▶ Problem to solve: Rewrite each line of the records below as a Markdown table with two columns, Row and Line. Number the rows in order and skip any blank lines.

▶ Extracted records:

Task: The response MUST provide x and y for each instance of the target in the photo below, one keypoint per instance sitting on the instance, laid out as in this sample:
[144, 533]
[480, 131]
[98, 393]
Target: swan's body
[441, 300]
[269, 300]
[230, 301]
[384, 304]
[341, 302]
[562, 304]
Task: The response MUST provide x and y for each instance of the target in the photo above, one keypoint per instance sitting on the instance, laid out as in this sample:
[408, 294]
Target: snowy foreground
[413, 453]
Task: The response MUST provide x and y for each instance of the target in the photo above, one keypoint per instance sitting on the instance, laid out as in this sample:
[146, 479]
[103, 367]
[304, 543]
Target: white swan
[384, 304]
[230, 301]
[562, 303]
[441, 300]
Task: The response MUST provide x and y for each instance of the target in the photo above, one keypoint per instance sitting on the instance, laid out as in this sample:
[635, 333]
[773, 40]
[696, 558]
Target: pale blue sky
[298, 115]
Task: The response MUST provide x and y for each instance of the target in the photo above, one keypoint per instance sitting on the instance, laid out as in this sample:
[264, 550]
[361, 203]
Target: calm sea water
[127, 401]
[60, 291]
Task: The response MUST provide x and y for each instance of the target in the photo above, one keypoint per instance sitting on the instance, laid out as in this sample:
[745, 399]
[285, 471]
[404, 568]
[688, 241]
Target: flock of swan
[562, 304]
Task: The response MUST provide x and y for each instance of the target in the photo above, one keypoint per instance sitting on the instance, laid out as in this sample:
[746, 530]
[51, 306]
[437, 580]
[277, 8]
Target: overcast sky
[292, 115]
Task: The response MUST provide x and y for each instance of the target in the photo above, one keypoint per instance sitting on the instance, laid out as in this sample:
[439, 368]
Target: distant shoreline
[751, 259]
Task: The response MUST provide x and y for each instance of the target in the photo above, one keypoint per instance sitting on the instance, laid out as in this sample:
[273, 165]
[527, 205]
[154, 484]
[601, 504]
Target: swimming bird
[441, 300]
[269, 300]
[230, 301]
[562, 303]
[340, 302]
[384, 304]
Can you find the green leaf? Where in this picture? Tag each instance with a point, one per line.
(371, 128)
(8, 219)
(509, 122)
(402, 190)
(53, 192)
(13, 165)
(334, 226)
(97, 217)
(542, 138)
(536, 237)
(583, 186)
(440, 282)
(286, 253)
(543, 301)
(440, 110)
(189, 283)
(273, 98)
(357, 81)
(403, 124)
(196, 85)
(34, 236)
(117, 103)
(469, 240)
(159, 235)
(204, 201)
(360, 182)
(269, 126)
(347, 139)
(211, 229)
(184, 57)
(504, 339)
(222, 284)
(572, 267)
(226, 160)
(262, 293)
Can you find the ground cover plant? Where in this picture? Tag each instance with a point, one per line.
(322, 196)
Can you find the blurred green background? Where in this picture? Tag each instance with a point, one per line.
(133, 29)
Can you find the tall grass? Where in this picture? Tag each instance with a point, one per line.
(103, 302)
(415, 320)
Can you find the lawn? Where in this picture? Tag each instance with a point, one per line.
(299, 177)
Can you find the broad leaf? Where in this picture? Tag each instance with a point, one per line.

▶ Full output:
| Row | Line |
|---|---|
| 1 | Task: The response MUST provide x and y for each instance of the target in the photo below, one keypoint per instance sitting on the instance, laid out as in this sample: |
| 2 | [144, 533] |
| 3 | [480, 131] |
| 4 | [98, 393] |
| 5 | Target: swan's body |
| 6 | [441, 300] |
| 7 | [269, 300] |
| 8 | [230, 301] |
| 9 | [384, 304] |
| 10 | [341, 302] |
| 11 | [562, 304] |
| 12 | Task: The response MUST provide x and y for each instance of the target in the photo above, one keypoint per instance sitting on the instance, laid out as in this sample: |
| 13 | [408, 294] |
| 14 | Target: snowy foreground |
| 15 | [413, 453] |
| 16 | Task: The response MUST provide x and y for each instance of the target in the photo above, one keypoint per instance sitting on the instance, laid out as in this sample: |
| 17 | [146, 479] |
| 18 | [103, 367] |
| 19 | [304, 543] |
| 20 | Target: white swan |
| 21 | [384, 304] |
| 22 | [230, 301] |
| 23 | [562, 303] |
| 24 | [441, 300] |
| 25 | Task: The response MUST provide x and y for each instance of the target in the photo above, one keypoint per instance sitting on the instance, laid out as in this sample: |
| 26 | [635, 333] |
| 27 | [773, 40] |
| 28 | [696, 558] |
| 29 | Target: pale blue sky |
| 30 | [298, 115] |
| 31 | Task: The response MUST provide x and y for each instance of the target in the photo above, one keypoint per instance sitting on the instance, laid out as in this sample: |
| 32 | [264, 550] |
| 33 | [361, 203] |
| 34 | Target: calm sea water |
| 35 | [127, 401] |
| 36 | [60, 291] |
| 37 | Task: The response MUST provide x and y for each instance of the target in the photo above, one keypoint per instance sitting on the instance, laid out as in this sample: |
| 38 | [745, 399] |
| 39 | [285, 471] |
| 40 | [404, 568] |
| 41 | [688, 241] |
| 42 | Target: flock of swan |
| 43 | [562, 304] |
| 44 | Task: The response MUST provide x and y for each instance of the target in the photo above, one keypoint per instance sitting on the instance, laid out as in this sample: |
| 45 | [746, 530] |
| 46 | [51, 306] |
| 47 | [437, 580] |
| 48 | [277, 8] |
| 49 | Target: overcast sky |
| 50 | [292, 115] |
| 51 | Task: The response MUST provide x and y for each instance of the target in the photo above, one keypoint per instance sitting on the instance, laid out as in this sample: |
| 52 | [439, 368] |
| 53 | Target: distant shoreline |
| 54 | [751, 259] |
| 55 | Task: The response MUST provide x and y for each instance of the target in the photo above, one keypoint per instance sitting on the instance, laid out as in this sample: |
| 56 | [273, 165] |
| 57 | [527, 205] |
| 58 | [154, 484] |
| 59 | [601, 504] |
| 60 | Target: swimming bird |
| 61 | [441, 300] |
| 62 | [269, 300] |
| 63 | [230, 301] |
| 64 | [562, 303] |
| 65 | [340, 302] |
| 66 | [384, 304] |
| 67 | Can you find the green leaf? Where in this picture? Tag each instance with a point, one per line. |
| 68 | (371, 128) |
| 69 | (8, 219) |
| 70 | (509, 122) |
| 71 | (402, 190) |
| 72 | (53, 192) |
| 73 | (13, 165) |
| 74 | (334, 226) |
| 75 | (97, 217) |
| 76 | (542, 138) |
| 77 | (536, 237) |
| 78 | (583, 186) |
| 79 | (440, 282) |
| 80 | (286, 253) |
| 81 | (543, 301) |
| 82 | (440, 110) |
| 83 | (189, 283) |
| 84 | (273, 98) |
| 85 | (357, 81) |
| 86 | (403, 124) |
| 87 | (196, 85) |
| 88 | (34, 236) |
| 89 | (117, 103) |
| 90 | (469, 240) |
| 91 | (159, 235) |
| 92 | (204, 201) |
| 93 | (360, 182) |
| 94 | (269, 126) |
| 95 | (347, 139) |
| 96 | (211, 229) |
| 97 | (184, 57) |
| 98 | (504, 339) |
| 99 | (222, 284) |
| 100 | (572, 267) |
| 101 | (226, 160) |
| 102 | (262, 293) |
| 103 | Can you find the ground cover plant? Where in this picture? Tag each instance with a point, one per line. |
| 104 | (322, 196) |
| 105 | Can you find the blurred green background? Where in this picture? Tag each instance with a point, one per line. |
| 106 | (133, 29) |
| 107 | Can you find the tall grass? Where in this picture? Tag each instance with a point, one per line. |
| 108 | (103, 302) |
| 109 | (415, 320) |
| 110 | Can you find the lawn? Where in this picture? Tag each instance with a point, one per line. |
| 111 | (299, 177) |
| 112 | Can you find the broad leaf? Where in this picture? Tag each instance with a point, one per line. |